[Entries from an annotation dataset]

____________

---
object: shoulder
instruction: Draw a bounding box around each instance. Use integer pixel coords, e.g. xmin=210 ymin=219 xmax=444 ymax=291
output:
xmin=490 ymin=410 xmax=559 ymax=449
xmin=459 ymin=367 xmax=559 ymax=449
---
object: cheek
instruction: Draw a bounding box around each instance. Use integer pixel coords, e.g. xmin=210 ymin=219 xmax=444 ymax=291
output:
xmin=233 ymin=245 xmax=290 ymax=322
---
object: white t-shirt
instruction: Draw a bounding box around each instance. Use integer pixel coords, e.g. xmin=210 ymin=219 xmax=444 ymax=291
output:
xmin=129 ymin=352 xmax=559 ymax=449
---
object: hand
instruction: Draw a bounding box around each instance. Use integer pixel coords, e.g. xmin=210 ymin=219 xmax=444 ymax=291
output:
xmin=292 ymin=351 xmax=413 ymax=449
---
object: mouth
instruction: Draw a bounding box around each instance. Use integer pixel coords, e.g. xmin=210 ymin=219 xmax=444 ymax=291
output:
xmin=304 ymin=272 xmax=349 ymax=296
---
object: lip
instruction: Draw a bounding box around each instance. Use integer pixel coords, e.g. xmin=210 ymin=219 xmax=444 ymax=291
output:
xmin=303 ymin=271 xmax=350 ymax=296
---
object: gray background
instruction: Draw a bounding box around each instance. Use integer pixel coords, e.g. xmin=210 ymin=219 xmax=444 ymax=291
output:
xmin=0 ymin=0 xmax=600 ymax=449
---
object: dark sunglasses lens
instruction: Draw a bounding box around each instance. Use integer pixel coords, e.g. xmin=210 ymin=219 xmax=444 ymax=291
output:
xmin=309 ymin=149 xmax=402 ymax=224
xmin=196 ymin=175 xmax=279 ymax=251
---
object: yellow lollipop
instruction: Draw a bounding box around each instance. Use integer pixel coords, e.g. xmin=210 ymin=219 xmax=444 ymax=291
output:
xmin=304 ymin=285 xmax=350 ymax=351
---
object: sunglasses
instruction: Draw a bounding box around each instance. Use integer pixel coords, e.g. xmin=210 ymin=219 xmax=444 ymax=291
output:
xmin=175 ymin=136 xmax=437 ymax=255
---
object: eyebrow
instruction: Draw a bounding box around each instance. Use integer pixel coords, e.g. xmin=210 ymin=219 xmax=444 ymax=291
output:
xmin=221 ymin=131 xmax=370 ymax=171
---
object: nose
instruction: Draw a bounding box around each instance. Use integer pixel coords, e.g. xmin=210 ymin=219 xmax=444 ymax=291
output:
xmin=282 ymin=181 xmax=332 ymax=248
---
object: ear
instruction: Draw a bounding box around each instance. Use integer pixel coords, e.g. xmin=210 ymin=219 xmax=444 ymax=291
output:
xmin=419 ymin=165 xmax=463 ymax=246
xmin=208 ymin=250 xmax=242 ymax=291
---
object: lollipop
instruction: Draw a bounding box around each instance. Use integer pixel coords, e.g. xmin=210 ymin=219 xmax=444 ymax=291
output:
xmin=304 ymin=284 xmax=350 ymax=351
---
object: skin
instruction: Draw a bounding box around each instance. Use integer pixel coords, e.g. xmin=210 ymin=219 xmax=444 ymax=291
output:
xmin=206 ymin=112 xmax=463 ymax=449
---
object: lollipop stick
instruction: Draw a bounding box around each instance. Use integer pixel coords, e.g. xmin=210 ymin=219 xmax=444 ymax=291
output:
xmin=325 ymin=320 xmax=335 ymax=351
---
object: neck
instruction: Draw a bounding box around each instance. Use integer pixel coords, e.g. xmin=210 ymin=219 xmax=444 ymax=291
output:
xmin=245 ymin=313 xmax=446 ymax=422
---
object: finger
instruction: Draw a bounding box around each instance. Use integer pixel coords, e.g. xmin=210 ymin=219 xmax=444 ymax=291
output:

____________

_What the task requires_: How many lines in the material above contain the string "sunglasses"? Reply with the number only.

_Task output_: 2